## SOURCE INFORMATION
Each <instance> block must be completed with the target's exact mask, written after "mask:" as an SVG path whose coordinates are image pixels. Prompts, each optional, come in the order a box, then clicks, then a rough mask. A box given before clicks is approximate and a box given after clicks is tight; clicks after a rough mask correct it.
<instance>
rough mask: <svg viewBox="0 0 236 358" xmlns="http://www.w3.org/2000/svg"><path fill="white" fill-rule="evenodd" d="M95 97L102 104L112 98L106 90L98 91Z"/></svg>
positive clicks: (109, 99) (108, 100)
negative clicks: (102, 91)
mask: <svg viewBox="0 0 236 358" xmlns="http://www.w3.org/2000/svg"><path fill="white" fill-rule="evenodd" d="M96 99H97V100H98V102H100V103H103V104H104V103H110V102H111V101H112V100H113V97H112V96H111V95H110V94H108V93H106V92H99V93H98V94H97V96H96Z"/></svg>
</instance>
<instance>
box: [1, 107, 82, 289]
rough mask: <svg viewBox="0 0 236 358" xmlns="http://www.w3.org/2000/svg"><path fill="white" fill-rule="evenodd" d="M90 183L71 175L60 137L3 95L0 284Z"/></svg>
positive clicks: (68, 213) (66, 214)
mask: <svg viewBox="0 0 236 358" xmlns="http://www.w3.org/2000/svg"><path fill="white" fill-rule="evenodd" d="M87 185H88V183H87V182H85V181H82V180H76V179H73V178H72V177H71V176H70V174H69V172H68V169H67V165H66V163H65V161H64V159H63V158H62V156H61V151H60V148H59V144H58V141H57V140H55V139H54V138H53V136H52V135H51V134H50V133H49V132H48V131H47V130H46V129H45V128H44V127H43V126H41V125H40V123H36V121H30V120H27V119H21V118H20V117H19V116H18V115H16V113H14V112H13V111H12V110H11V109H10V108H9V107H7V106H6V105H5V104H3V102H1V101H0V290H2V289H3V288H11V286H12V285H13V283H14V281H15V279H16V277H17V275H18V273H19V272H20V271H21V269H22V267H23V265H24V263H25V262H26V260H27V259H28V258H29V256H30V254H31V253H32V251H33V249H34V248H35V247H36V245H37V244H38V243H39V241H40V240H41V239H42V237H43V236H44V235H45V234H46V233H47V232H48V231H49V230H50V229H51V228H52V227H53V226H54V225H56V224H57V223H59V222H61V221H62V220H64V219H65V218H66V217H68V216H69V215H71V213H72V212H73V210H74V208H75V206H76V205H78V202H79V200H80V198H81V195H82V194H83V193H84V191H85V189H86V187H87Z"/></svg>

## REQUIRED ACTION
The lines to report are those in the material above that contain the word "rough"; copy every one of them.

## SOLVED EXERCISE
Each <instance> block must be completed with the target's exact mask, written after "mask:" as an SVG path whose coordinates are image pixels. Prompts, each optional, come in the order a box, then clicks, then a rough mask. A box given before clicks is approximate and a box given after clicks is tight; clicks after a rough mask correct it.
rough mask: <svg viewBox="0 0 236 358" xmlns="http://www.w3.org/2000/svg"><path fill="white" fill-rule="evenodd" d="M95 97L102 104L112 98L106 90L98 91Z"/></svg>
rough mask: <svg viewBox="0 0 236 358" xmlns="http://www.w3.org/2000/svg"><path fill="white" fill-rule="evenodd" d="M90 183L71 175L60 137L3 95L0 284Z"/></svg>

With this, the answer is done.